The records that follow are to be reproduced exactly. Any pictures in them are left out.

══ Materials provided

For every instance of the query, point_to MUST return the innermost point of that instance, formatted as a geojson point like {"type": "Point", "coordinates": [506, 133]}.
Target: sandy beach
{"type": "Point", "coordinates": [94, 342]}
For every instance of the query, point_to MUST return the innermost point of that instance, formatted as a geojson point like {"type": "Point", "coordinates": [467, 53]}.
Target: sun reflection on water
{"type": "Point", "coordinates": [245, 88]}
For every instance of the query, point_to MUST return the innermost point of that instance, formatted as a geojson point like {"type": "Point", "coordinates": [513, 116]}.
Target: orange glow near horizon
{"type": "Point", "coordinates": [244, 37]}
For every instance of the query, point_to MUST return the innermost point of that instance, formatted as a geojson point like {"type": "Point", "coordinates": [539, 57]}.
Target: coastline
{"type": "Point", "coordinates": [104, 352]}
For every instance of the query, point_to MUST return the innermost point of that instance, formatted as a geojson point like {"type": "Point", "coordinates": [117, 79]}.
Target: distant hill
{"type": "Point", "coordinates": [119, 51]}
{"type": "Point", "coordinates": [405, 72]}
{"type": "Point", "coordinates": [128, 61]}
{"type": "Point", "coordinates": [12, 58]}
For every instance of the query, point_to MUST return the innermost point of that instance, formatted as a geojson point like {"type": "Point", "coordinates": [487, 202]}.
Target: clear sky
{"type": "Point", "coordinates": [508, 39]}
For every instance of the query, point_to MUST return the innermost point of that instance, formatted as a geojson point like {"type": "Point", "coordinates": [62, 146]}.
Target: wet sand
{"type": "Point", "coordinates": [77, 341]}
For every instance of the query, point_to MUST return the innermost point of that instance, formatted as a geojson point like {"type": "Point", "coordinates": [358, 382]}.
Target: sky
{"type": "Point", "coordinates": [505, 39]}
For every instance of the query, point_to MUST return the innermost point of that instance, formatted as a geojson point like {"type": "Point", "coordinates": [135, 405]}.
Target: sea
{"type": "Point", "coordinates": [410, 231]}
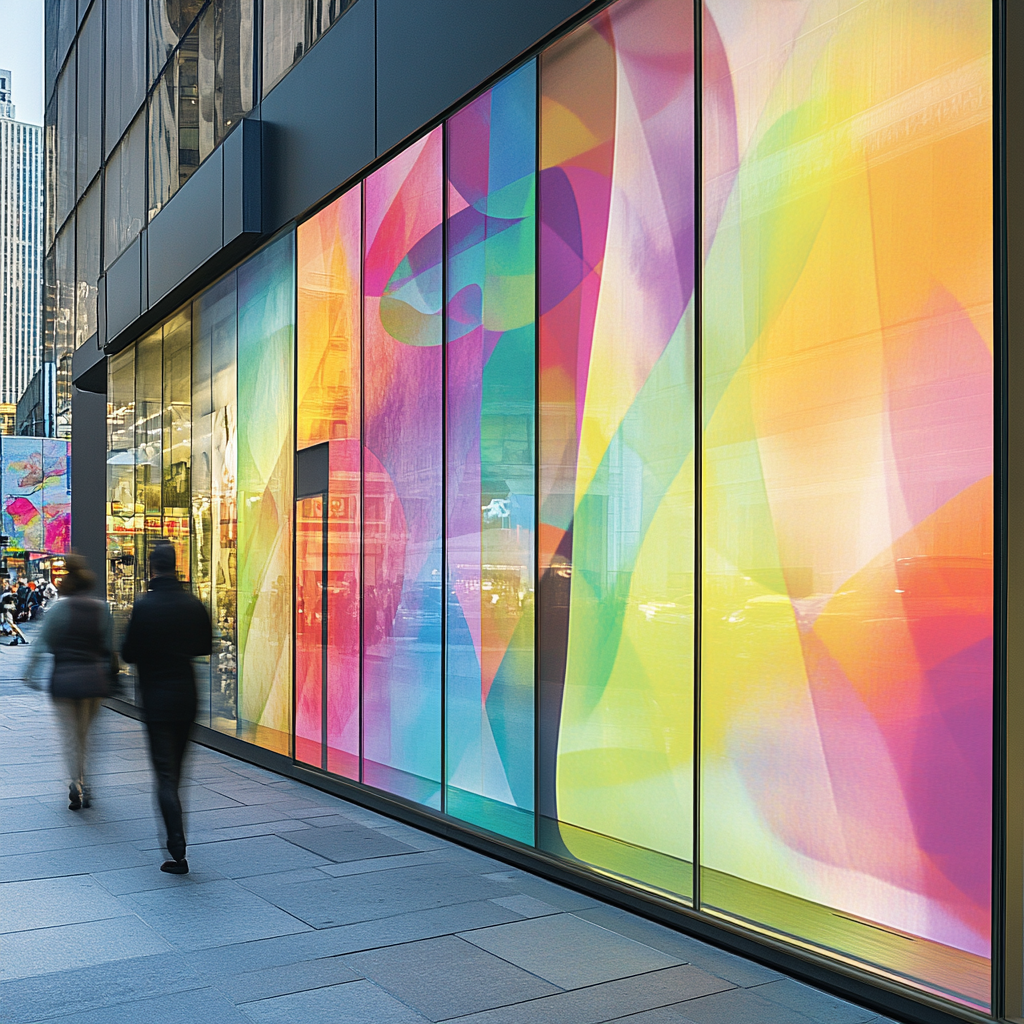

════

-- Answer box --
For every instance of the query, point_to MUST return the innermost point of that instance, formatted as a geojson point like {"type": "Point", "coordinates": [506, 133]}.
Target: sandy beach
{"type": "Point", "coordinates": [94, 342]}
For every instance of the query, point_to MUST return the innermost point of that instance, formatted as a geojson point like {"type": "Point", "coordinates": [467, 53]}.
Target: sun reflection on water
{"type": "Point", "coordinates": [245, 88]}
For every instance of the query, point_to MUST return the innermost point of that instance, formatted as a geojson point like {"type": "Point", "coordinates": [513, 116]}.
Target: orange glow near horizon
{"type": "Point", "coordinates": [244, 37]}
For every instance of the query, point_to MUST return the innermost point of that instance, formatted as a geojson point like {"type": "Point", "coordinates": [539, 57]}.
Target: coastline
{"type": "Point", "coordinates": [104, 352]}
For every instance of the query, point_to MUST return the innermost point of that instance, formatted as a geojson point like {"type": "Point", "coordinates": [117, 79]}.
Target: distant hill
{"type": "Point", "coordinates": [119, 51]}
{"type": "Point", "coordinates": [405, 72]}
{"type": "Point", "coordinates": [128, 61]}
{"type": "Point", "coordinates": [12, 58]}
For every instance of the query, point_to MUST return the innermost point of that instance, formatted as a geojson point like {"type": "Point", "coordinates": [487, 202]}.
Target: clear sky
{"type": "Point", "coordinates": [508, 39]}
For every instance of the query, point_to MUST return the innermost point of that instance, formatted as a geojson point like {"type": "Point", "coordinates": [62, 146]}.
Target: wet sand
{"type": "Point", "coordinates": [77, 341]}
For every instance of the query, point_to MUST return the innermost point of that instance, formatted as a geojson point like {"type": "Point", "coordinates": [358, 382]}.
Target: sky
{"type": "Point", "coordinates": [505, 39]}
For every instance of the query, point_to MUST return the innermost point of that instance, formatted as a geojson point like {"type": "Point", "coordinates": [135, 405]}.
Target: sea
{"type": "Point", "coordinates": [410, 231]}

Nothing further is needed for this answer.